**Written problem 1:**
Name every governmental body mentioned in the passage on congressional reform.
**Written problem 2:**
According to the passage on congressional reform, roughly how large was a House or Senate office budget in 2019?
**Written problem 3:**
Reproduce the stretch of the passage on congressional reform from "This one is" through "their ethical standards.".

----- Document -----

Consider as well that we're competing against high paying jobs in the private sector. Members often leave Congress because they'll make two or three times more working as a lobbyist.  Increasing their salaries in Congress incentivises good people to keep at it.

The budget discussion is similar. Each House and Senate office has a budget from which they can pay their staff, furnish their office, etc. It's pretty tiny honestly, I couldn't find numbers for 2023 but in 2019 it was only about $1.5 million. Increasing that number would lead to more and better paid staff,[7] which in turn will lead to better researched laws and more constituent voices heard.

Kind of hand in hand with this are the arguments over term limits. Term limits are a terrible idea because they actively incentivise bad people to get into government as a stepping stone to a cushy lobbying job. I need to do a whole thing on term limit.

Demand admittance of Puerto Rico and Washington, DC as states

This one is easy. If we're truly going to allow citizen to have a say then everyone needs to have a say. I know that one certain party doesn't like it because it would likely cost them in the Senate but to that I say "campaign harder" and maybe "come up with better ideas".  

Demand Reform of the Supreme Court

There isn't a lot of political will for this and its a hot topic. At the very least we should expand the court to 13 justices, representing the 13 circuit courts. We're four short of the minimum standard.  Congress should also investigate the justices that seem to have some lapse in their ethical standards.

----- Data provided -----

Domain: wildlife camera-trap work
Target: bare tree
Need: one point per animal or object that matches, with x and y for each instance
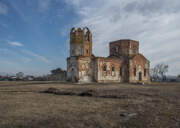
(159, 71)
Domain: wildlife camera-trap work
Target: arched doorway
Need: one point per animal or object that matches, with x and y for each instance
(73, 76)
(140, 76)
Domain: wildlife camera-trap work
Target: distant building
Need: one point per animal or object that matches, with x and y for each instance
(124, 64)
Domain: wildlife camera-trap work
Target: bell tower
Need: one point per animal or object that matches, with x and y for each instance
(80, 42)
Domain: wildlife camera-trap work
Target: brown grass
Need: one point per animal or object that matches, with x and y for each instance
(23, 105)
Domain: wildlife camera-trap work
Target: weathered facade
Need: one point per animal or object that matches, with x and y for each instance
(124, 64)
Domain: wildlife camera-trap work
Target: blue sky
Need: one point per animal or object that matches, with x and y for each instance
(34, 34)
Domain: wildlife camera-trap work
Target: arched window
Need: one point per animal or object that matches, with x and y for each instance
(134, 71)
(134, 49)
(87, 36)
(145, 72)
(113, 71)
(104, 70)
(120, 71)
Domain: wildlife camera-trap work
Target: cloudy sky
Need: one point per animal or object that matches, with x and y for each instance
(34, 34)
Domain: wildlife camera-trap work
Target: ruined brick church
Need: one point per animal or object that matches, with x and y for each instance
(124, 64)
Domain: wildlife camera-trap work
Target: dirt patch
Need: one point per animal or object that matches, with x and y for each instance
(83, 93)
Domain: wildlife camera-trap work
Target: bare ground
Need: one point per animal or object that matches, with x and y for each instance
(32, 105)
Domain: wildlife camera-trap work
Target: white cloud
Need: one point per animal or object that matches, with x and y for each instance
(14, 43)
(39, 57)
(44, 5)
(3, 9)
(154, 23)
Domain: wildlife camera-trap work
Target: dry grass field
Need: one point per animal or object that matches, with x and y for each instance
(63, 105)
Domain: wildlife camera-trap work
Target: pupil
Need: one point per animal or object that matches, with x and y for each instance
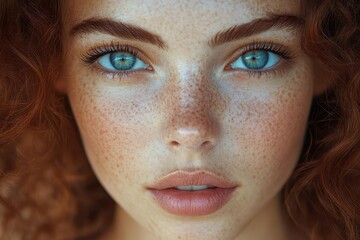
(122, 60)
(255, 59)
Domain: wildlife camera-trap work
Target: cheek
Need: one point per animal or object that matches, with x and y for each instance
(114, 127)
(270, 132)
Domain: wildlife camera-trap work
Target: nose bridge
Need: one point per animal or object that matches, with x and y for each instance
(191, 123)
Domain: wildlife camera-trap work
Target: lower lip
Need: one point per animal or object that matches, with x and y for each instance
(192, 203)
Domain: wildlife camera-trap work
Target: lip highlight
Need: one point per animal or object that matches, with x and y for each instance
(192, 203)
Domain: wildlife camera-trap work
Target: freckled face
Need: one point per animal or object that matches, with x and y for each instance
(189, 104)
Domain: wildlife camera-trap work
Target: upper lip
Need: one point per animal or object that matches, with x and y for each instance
(194, 178)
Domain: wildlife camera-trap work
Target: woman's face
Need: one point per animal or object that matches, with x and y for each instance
(162, 87)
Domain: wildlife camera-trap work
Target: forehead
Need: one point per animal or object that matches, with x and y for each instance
(161, 16)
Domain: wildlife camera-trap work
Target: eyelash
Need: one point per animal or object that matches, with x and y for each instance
(95, 53)
(283, 52)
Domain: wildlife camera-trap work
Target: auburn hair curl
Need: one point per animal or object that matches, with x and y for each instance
(46, 181)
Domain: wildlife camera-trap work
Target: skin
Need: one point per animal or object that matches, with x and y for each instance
(139, 128)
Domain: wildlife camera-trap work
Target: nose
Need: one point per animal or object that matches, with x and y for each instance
(191, 130)
(191, 124)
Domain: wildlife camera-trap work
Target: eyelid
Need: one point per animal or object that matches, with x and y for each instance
(92, 56)
(283, 52)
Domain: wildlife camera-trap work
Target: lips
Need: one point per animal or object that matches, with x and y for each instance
(207, 194)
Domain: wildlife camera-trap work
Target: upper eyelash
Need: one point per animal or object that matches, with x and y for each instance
(269, 46)
(94, 53)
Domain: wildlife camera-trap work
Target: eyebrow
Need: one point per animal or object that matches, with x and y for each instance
(133, 32)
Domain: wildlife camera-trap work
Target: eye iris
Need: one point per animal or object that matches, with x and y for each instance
(255, 59)
(122, 60)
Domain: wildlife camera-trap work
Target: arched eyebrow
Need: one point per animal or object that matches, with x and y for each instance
(134, 32)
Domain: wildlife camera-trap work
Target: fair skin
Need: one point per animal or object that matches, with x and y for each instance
(189, 107)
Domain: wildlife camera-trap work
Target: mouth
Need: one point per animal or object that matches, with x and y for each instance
(192, 193)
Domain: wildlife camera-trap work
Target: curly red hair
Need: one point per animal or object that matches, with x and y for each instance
(46, 181)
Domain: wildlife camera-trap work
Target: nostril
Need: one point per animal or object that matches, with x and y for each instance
(174, 143)
(206, 144)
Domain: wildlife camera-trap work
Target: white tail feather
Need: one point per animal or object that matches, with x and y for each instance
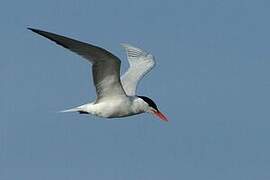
(72, 110)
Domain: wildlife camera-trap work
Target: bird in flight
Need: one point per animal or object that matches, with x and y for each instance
(116, 96)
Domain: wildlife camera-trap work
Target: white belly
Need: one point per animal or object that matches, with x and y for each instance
(112, 108)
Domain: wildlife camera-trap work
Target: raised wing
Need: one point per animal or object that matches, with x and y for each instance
(106, 66)
(140, 63)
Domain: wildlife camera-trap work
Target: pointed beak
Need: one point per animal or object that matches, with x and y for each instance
(160, 115)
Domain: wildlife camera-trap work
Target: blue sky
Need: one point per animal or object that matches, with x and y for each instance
(211, 79)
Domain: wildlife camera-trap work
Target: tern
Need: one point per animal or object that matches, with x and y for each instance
(116, 96)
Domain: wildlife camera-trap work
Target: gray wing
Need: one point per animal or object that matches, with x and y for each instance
(140, 63)
(105, 66)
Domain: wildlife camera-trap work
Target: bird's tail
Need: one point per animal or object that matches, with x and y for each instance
(76, 109)
(70, 110)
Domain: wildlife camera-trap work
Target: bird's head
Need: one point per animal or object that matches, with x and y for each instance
(152, 108)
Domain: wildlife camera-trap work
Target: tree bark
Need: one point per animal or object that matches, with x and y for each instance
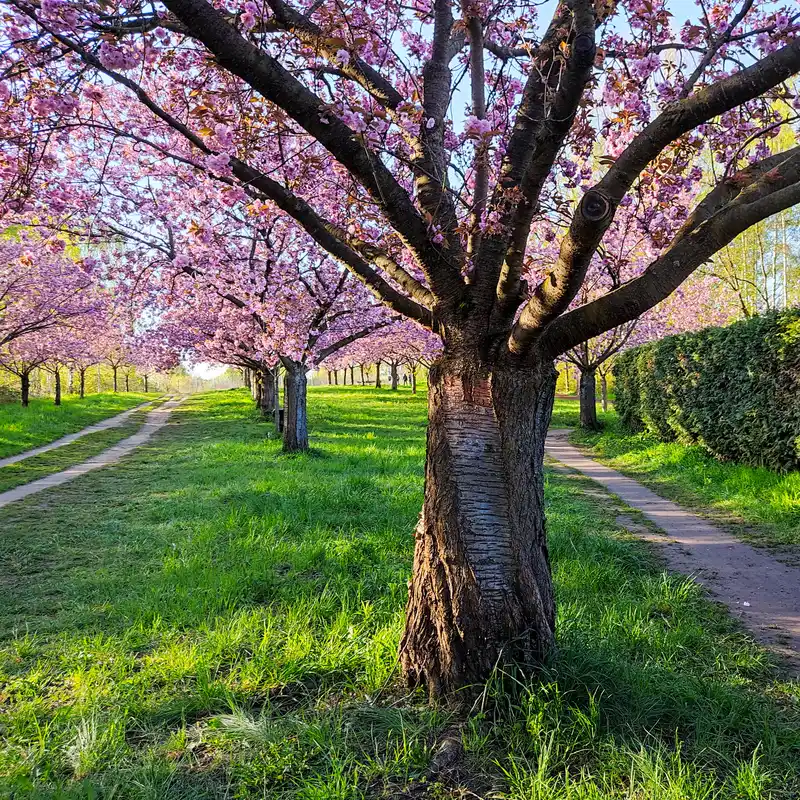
(481, 592)
(25, 388)
(267, 397)
(588, 400)
(604, 391)
(295, 424)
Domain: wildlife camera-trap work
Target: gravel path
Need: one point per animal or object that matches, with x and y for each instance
(154, 420)
(758, 589)
(103, 425)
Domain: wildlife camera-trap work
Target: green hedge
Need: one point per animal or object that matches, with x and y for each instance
(735, 390)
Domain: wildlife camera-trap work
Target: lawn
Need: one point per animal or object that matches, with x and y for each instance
(212, 619)
(35, 467)
(755, 503)
(42, 422)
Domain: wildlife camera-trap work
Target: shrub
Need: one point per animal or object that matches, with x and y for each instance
(734, 390)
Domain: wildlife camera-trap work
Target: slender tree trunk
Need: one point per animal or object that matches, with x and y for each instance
(604, 391)
(25, 388)
(295, 426)
(481, 592)
(588, 400)
(267, 396)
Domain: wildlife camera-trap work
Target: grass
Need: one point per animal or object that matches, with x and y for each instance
(86, 447)
(211, 619)
(755, 503)
(42, 422)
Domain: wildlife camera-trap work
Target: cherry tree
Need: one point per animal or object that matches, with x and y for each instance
(354, 122)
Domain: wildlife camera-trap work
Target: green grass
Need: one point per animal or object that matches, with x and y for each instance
(86, 447)
(42, 422)
(211, 619)
(755, 503)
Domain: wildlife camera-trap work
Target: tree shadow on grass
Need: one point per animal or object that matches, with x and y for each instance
(226, 623)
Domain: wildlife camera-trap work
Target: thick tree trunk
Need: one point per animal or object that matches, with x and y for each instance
(481, 591)
(588, 400)
(295, 424)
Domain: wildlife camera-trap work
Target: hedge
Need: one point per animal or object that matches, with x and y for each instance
(734, 390)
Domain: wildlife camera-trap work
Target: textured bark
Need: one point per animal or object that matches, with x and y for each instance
(266, 397)
(295, 427)
(481, 591)
(25, 388)
(588, 400)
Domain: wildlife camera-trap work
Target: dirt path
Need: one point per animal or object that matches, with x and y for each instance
(154, 420)
(103, 425)
(758, 589)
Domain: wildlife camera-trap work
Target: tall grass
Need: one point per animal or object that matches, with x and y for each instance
(42, 422)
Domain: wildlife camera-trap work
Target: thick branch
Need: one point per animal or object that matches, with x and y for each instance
(773, 192)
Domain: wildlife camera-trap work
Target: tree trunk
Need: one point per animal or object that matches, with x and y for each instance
(267, 397)
(588, 400)
(604, 392)
(295, 422)
(481, 592)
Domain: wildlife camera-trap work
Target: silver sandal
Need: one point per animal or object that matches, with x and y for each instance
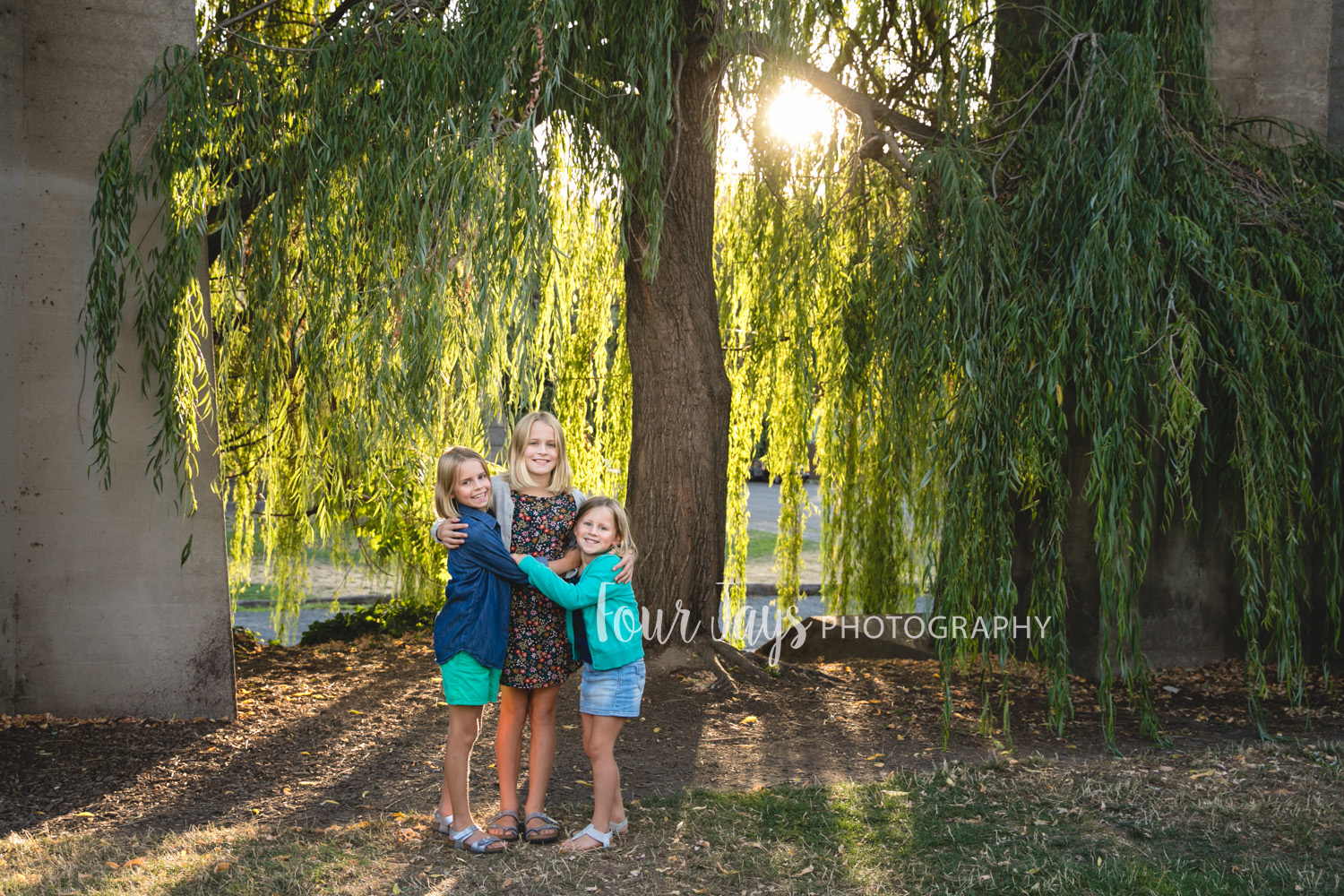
(481, 847)
(604, 840)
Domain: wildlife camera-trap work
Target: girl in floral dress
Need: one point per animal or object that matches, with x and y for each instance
(535, 504)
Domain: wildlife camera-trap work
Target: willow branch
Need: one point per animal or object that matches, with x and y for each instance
(859, 104)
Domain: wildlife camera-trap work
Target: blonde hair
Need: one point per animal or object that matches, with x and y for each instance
(625, 541)
(449, 463)
(562, 477)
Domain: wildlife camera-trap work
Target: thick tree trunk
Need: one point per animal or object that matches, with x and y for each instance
(679, 446)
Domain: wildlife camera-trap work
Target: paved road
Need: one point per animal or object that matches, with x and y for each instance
(763, 508)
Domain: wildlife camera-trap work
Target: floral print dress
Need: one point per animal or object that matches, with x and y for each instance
(538, 653)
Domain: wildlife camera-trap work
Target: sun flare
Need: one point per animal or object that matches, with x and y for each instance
(800, 115)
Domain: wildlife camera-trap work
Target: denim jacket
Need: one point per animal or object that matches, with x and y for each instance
(503, 498)
(475, 614)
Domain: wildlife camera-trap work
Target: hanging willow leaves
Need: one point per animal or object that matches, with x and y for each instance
(1032, 292)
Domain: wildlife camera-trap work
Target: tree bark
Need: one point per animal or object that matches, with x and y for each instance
(679, 443)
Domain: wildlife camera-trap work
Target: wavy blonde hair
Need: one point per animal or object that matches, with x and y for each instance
(449, 465)
(625, 541)
(562, 477)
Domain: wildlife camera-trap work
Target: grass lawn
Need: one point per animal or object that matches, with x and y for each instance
(1262, 820)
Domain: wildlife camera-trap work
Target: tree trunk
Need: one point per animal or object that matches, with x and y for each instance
(679, 444)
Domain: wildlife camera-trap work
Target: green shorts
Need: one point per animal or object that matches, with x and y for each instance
(468, 683)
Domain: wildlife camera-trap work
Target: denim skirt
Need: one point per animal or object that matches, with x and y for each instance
(612, 692)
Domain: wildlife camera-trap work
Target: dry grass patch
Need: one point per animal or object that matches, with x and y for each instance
(1262, 820)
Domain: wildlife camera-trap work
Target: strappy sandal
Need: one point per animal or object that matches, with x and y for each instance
(478, 848)
(510, 831)
(441, 823)
(545, 833)
(602, 840)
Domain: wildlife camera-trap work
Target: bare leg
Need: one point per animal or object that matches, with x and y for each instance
(540, 753)
(599, 734)
(508, 745)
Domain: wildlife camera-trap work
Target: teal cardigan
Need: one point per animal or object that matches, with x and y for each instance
(610, 613)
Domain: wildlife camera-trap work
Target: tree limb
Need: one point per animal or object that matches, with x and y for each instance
(859, 104)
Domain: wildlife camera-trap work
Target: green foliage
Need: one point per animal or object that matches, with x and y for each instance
(392, 260)
(1088, 301)
(1099, 304)
(390, 619)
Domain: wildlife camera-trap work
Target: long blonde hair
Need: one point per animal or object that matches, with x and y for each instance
(625, 543)
(449, 463)
(562, 477)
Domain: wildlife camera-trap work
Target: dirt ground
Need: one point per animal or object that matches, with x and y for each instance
(341, 731)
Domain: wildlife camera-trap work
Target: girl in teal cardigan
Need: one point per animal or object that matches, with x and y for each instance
(607, 637)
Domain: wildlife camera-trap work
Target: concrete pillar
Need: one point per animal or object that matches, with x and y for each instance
(1276, 58)
(97, 616)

-----

**Exercise answer 1:**
Congress, the House, the Senate, the Supreme Court, the circuit courts

**Exercise answer 2:**
About $1.5 million.

**Exercise answer 3:**
This one is easy. If we're truly going to allow citizen to have a say then everyone needs to have a say. I know that one certain party doesn't like it because it would likely cost them in the Senate but to that I say "campaign harder" and maybe "come up with better ideas".  

Demand Reform of the Supreme Court

There isn't a lot of political will for this and its a hot topic. At the very least we should expand the court to 13 justices, representing the 13 circuit courts. We're four short of the minimum standard.  Congress should also investigate the justices that seem to have some lapse in their ethical standards.